** Begin **

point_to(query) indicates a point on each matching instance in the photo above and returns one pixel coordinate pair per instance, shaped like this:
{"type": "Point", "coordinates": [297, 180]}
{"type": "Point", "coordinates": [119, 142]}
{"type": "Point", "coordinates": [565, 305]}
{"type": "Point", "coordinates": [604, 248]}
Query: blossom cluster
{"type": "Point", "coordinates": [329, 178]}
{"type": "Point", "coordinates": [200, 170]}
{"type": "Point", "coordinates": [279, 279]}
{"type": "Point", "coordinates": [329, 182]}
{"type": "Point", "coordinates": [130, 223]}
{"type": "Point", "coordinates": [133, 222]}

** End **

Copy out the data above line for line, changing nothing.

point_to(query) indicates a point on each matching instance in the photo above and returns one pixel coordinate pair per instance, shaped like this:
{"type": "Point", "coordinates": [297, 180]}
{"type": "Point", "coordinates": [119, 142]}
{"type": "Point", "coordinates": [565, 305]}
{"type": "Point", "coordinates": [604, 248]}
Query: blossom cluster
{"type": "Point", "coordinates": [329, 178]}
{"type": "Point", "coordinates": [200, 170]}
{"type": "Point", "coordinates": [279, 279]}
{"type": "Point", "coordinates": [329, 182]}
{"type": "Point", "coordinates": [130, 223]}
{"type": "Point", "coordinates": [133, 222]}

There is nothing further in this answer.